■ Exercise passage
Jeffrey Cohen, US Advanced Computing Infrastructure, Inc
Chicago Quantum (SM)
What happened today? We made a video to discuss the core economic data we see today. It is all negative and recessionary for the US Consumer and US Manufacturer. Lots of bad news, and a little good news. Tiny good news.
So, stocks are pretty strong today...flat...but US Treasury Bond Yields have crashed this afternoon.
GDP grew in Q3/2022 by 2.9% (real) as a revision up from 2.6% (real). Forecasts call for a positive growth rate in Q4/2022.
Chicago Business Barometer (TM) from ISM 37.2 (down significantly for 3 months in a row).
Lots of bad news in the data for the Midwestern US. Inventory up, orders down, etc. Supplier deliveries down, new orders down, but prices paid are higher (not a joke).
ADP Job Increase in November 127k jobs, except that the jobs were in the lowest rungs of the economy and job losses in manufacturing and professional / white collar jobs.
Credit Suisse stock hitting an all time low (at least according to Yahoo Finance) and is down 95% from $60 to $3.00. We discuss some potential reasons why. We tweeted on this. Potential BK risk. Saudis and Qataris step in to help rescue the bank.
US Treasury General Account down about $500B this year. This completely offsets quantitative easing by the Federal Reserve Bank. Ouch! The US government collects taxes and this means they likely had to spend it. So, those taxes were not disinflationary after all!
BEA: Personal Income and Outlays, October 2022 showed that the US consumer fell behind. It also shows that price inflation slowed slightly. Good news on prices, but bad news on the US consumer. Also, the US savings rate fell to 2.3%, which we believe is very, very low.

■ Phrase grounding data
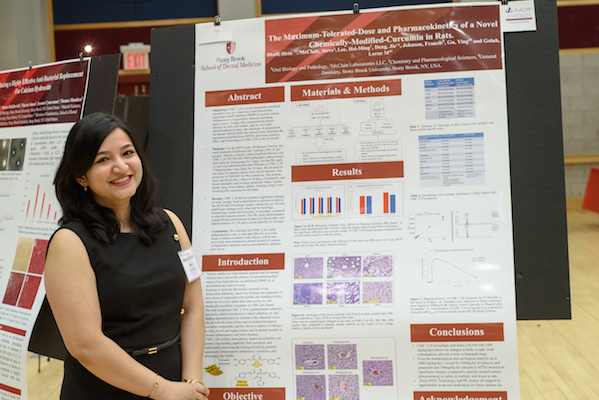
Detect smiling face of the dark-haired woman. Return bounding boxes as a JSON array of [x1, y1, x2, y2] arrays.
[[77, 128, 143, 210]]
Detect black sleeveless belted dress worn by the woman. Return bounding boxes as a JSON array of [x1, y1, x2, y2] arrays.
[[60, 217, 186, 400]]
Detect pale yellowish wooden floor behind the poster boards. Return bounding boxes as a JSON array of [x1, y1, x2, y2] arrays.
[[27, 211, 599, 400]]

■ Task set
1. Repeat the economic commentary word for word, from "Lots of bad news in" up to and including "rescue the bank.".
2. Pick up the economic commentary after its last sentence and keep writing it.

■ Answers by task
1.
Lots of bad news in the data for the Midwestern US. Inventory up, orders down, etc. Supplier deliveries down, new orders down, but prices paid are higher (not a joke).
ADP Job Increase in November 127k jobs, except that the jobs were in the lowest rungs of the economy and job losses in manufacturing and professional / white collar jobs.
Credit Suisse stock hitting an all time low (at least according to Yahoo Finance) and is down 95% from $60 to $3.00. We discuss some potential reasons why. We tweeted on this. Potential BK risk. Saudis and Qataris step in to help rescue the bank.

2.
This couples with retail feedback from companies that are reporting earnings and forward guidance. Costco, Dollar General, Dollar Tree and weeks ago Target are all saying the same thing. More shopping value priced goods. Consumers shopping to their budget, and focusing on core essentials. Also, profits from retail are falling as costs rise. So, it costs more to sell cheaper stuff to consumers who are borrowing money to buy it. Ugh, this is bad news. $COST $DG $DLTR $TGT looks at the news for the details (all from today except TGT). Dollar Tree mentioned they might need to lower prices (what, to back to $1.00?). We slowed down our shopping at Dollar Tree since they raised prices 25% earlier this year. Anecdotally, they tried to sell $3, $4 and $5 frozen food and that seems to have failed at least in our local store (freezers are now empty in those sections).
Yesterday, Chair Powell of the Federal Reserve Bank gave a speech. Here is the transcript. We leave it to the actual words spoken, because we struggle to understand the intent behind the talk. It provides transparency, but may have been meant to guide the market and rates. Forward Guidance. Does not seem right that a speech should move markets. Maybe they should stop speaking to the press and public except during FOMC press releases?
So much news...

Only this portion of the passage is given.